PAGE EXCERPT:
Jessica Miller-Merrell: [00:18:40.47] I think it’s important. I want to go back to what you talked through. And I feel like when I put this podcast together and then we produce like a snippet, the process of you walking people through the change and the people that you involved in the change. You didn’t just say, Hey, this is what we’re doing and this is what’s happening. There were steps and you brought in different key members of the leadership team to help you along the way to make this a reality. And I think that is such an important part of the change management process that we don’t often think about.

Jessica Willams: [00:19:18.82] Absolutely. It was bringing people along with me, and I think it’s the advocacy part. I knew that I could make the case, but it is a stronger case if I already have two other people in the C-suite that are brought along with me. And a lot of times I think that’s where we missed the mark. We just decide, this is a great idea. I’m going to champion for it whenever you could have gotten other people to advocate with you. And so that is why I decided to do it that way.

Jessica Miller-Merrell: [00:19:42.79] It just makes the change management process. First off, executive buy-in is so much better. And then for others, as you’re walking through and making this announcement, hopefully, you have different key people in the organization that are willing to support the change and talk others through it so that we can move from kind of announcement to acceptance maybe a little bit more quicker.

Jessica Willams: [00:20:07.48] Absolutely. And that absolutely did happen. It was like once we got the A-OK from the CEO, it was pretty quick. Like, I started, I started setting up meetings to talk to the people this was going to impact. So we actually told them before we told the rest of the company because we didn’t want them to find out like in a large conference room with everyone. So we told the people that it was going to impact in one-on-one meetings. So I started that the next day and I was already updating people’s salary in my system. So yeah, we were like, as soon as I got a yes, I started making it, making it happen.

Jessica Miller-Merrell: [00:20:40.81] I love that and I really hope that others take from this in terms of trying new things and not necessarily following the old way that we’ve always done things in human resources with geolocation and compensation by geography. And there are different methods. There are different strategies that can work for you. You just have to step out and do your research and then put it into action.

Jessica Willams: [00:21:09.13] Absolutely. And one of the things I would say is don’t give up. Like, I truly, I get told no all the time and I, I don’t care. I will still keep going, like, I will. Someone will tell me no and I will ask why. And then I will come back in a different way to address why they said no the first time. So I was very determined that even if the CEO would have said no, I was still going to go back and come back again. So I think sometimes we get it’s disheartening if you’ve worked hard on something and someone says, No, not or not yet, but don’t give up like that’s. I don’t believe that. That’s the end of the conversation.

Jessica Miller-Merrell: [00:21:43.57] I love that. Well, I want to switch gears just a bit. You talked about the importance of career coaching, and this is a lot of what you do as well. I want to talk about career mapping, and you mentioned that you rolled this out fairly recently. I wanted to ask what the impetus behind the initiative was and is and how it’s going.

STORED RECORDS:
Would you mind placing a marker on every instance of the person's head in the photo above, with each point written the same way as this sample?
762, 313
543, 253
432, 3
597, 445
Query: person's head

REQUESTS:
A. Reproduce verbatim the stretch of the podcast transcript from "Jessica Miller-Merrell: [00:19:42.79]" through "bit more quicker.".
B. Write the next part of the podcast transcript, starting after its final line.

OUTPUTS:
A.
Jessica Miller-Merrell: [00:19:42.79] It just makes the change management process. First off, executive buy-in is so much better. And then for others, as you’re walking through and making this announcement, hopefully, you have different key people in the organization that are willing to support the change and talk others through it so that we can move from kind of announcement to acceptance maybe a little bit more quicker.

B.
Jessica Willams: [00:22:06.16] Yeah. So we recently rolled out career mapping for every single employee. And the reason we did it is we have quarterly employee engagement surveys and we receive feedback from employees that basically said they don’t see a path upward or forward or if they do, they don’t know how to actually get there. And I have found this in all of my career to be very common that people say that they want to move up, but they do not have instructions on how to do that unless they have a good manager that will explain it to them, that will coach them. And as we know, that’s not the case for most people. So we decided to create these career maps for every single department. So every department has a master file of career mapping and it shows you even if you don’t want to be a manager. So there’s a leadership track and there’s an individual contributor track because I am of the mindset that everyone is not meant to be a leader. We have a lot of people in leadership right now, not at Refine Labs, but in general that are battlefield promotions. They’re there, they’re good at what they do. So they must be a good manager too. And that is an absolute lie. So we have made it okay that if you want to be an individual contributor, you can still move up and you can still advance without any direct reports and it will not impact your compensation.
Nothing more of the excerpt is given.